Problem to solve
Set the listing down again in full, word for word, with the pictures left out.

Data provided

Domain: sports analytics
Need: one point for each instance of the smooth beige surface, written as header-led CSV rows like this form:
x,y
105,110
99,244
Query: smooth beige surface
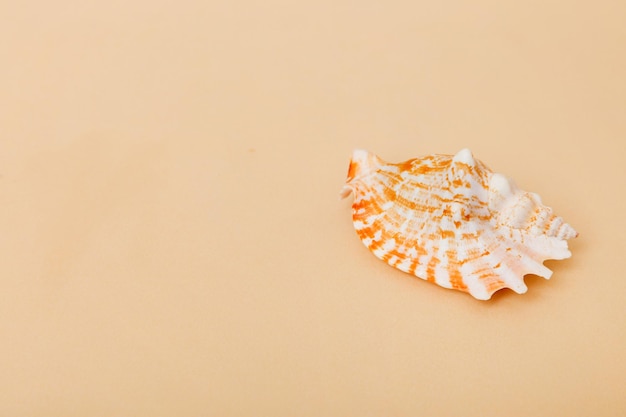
x,y
171,238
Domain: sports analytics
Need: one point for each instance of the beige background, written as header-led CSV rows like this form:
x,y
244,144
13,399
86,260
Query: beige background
x,y
171,239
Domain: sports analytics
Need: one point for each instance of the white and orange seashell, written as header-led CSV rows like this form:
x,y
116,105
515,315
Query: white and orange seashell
x,y
453,221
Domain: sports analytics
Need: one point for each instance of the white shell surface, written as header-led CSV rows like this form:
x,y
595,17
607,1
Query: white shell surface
x,y
452,221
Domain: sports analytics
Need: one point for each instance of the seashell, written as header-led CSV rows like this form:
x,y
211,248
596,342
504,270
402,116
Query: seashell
x,y
451,220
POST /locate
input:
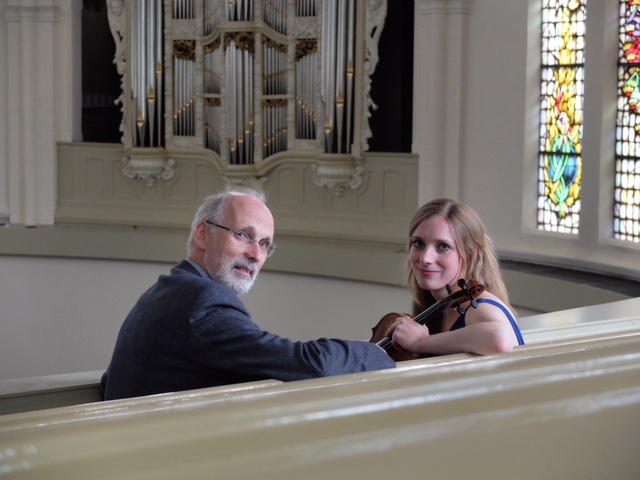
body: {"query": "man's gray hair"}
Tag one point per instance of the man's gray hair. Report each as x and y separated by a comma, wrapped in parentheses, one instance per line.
(213, 209)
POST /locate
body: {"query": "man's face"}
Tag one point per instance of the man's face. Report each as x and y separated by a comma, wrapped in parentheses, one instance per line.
(231, 261)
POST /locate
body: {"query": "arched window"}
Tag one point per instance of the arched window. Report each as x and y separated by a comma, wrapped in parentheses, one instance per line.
(561, 115)
(626, 216)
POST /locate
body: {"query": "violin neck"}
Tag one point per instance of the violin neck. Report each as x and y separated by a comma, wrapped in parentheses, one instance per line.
(430, 313)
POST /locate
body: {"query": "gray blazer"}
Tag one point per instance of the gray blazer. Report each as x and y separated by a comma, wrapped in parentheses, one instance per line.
(189, 332)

Solution to this problem
Domain: sports analytics
Need: one point for each instance of the smooth beige surface, written as header-led CSV rows like this form:
x,y
105,110
99,244
Query: smooth beige surface
x,y
171,238
Domain: sports analytics
Need: one point for each instance of the beige background, written as header-led CSV rows like this form:
x,y
244,144
13,399
86,260
Query: beige background
x,y
171,239
Domain: sports analytics
Need: one point for each instance of the white and orange seashell, written as header-led CSV rows like this form:
x,y
116,105
515,315
Query: white and orange seashell
x,y
453,221
Domain: sports analytics
Need: one point for each instance of the white shell surface, written as header-led CSV rows like this form:
x,y
595,17
607,1
Query: white shell surface
x,y
452,221
Domain: sports analytics
Need: one point for each instance of the seashell, written as header-led CSV rows like this form:
x,y
211,248
596,342
504,270
402,116
Query: seashell
x,y
451,220
POST /locate
input:
body: {"query": "man's gray hair"}
Tag one point per instance of the man's gray hair. Report each as x and y separated by a comma, wrapped in parentheses, one instance per line.
(213, 209)
POST /locate
body: {"query": "man's face"}
Tag one point per instance of the man's face. Report each as x and y separated by a comma, wrapped in parentheses, one instance per line.
(231, 261)
POST /locate
body: {"query": "arched window"}
Tag one point per instance of the arched window. Report each as x and y separated by a comma, wrapped in parentheses, one instance per line.
(561, 115)
(626, 216)
POST /locate
body: {"query": "violin neck"}
Tag one point per instance of the violin neck. Report each as x and y separated by a comma, wrapped in parentheses, one instance per line.
(430, 313)
POST /locate
body: {"query": "gray blazer"}
Tag one point per instance of the gray blazer. Report each as x and y separated by a comma, wrapped in parentheses, one instance per line.
(189, 332)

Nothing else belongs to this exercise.